(REQUEST)
Identify each line in the items below that contains the word "player" and copy every such line in full.

** start of DATA ROWS **

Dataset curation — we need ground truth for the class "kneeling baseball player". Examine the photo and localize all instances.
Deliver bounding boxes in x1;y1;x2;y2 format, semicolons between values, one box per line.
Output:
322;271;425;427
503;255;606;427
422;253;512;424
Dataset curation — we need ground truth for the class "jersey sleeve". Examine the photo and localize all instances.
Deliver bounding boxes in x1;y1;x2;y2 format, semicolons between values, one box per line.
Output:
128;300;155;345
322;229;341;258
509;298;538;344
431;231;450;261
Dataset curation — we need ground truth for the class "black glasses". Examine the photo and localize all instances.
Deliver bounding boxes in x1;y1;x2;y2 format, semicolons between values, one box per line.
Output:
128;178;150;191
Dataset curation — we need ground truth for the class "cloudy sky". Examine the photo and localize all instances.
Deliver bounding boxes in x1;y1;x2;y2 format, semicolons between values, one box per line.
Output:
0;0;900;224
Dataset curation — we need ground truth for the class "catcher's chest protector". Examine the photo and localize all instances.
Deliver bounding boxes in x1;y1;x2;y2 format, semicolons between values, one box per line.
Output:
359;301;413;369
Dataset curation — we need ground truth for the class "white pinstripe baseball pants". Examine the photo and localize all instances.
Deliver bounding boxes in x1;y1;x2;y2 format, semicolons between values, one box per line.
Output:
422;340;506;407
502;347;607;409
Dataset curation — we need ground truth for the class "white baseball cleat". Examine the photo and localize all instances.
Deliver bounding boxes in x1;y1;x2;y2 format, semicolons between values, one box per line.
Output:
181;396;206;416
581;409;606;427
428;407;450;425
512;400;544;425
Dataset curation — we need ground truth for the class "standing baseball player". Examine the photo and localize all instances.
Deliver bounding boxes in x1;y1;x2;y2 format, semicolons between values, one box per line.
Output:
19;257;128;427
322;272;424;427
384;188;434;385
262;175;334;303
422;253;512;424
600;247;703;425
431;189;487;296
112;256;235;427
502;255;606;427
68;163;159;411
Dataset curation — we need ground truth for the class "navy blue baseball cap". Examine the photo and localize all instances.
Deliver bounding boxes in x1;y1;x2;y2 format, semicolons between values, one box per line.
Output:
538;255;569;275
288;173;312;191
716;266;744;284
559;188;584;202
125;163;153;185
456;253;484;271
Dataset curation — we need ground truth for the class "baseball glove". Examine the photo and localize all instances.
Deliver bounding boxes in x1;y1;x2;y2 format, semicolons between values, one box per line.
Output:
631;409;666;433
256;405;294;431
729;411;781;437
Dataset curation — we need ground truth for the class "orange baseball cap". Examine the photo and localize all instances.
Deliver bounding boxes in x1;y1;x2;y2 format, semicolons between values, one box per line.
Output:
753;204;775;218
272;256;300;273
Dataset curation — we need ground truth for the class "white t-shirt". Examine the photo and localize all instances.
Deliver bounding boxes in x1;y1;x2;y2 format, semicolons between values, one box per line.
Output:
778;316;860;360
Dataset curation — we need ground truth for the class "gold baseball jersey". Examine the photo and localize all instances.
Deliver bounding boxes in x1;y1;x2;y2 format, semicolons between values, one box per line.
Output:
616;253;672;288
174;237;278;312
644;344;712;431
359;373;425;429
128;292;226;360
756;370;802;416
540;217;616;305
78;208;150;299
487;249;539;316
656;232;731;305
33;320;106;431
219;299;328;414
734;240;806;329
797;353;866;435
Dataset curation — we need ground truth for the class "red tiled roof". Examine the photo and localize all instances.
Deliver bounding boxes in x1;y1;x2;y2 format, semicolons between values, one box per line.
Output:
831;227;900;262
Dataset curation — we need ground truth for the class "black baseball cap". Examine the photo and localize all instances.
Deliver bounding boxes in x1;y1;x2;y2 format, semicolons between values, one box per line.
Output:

** end of DATA ROWS **

(RESPONSE TO THIS TASK)
Dataset curation — we need ground truth for the class "kneeling baseball player". Examine the photo and localize all instances.
Dataset curation — we need ground truth for the class "standing baseball player". Examine the photo and localize all instances.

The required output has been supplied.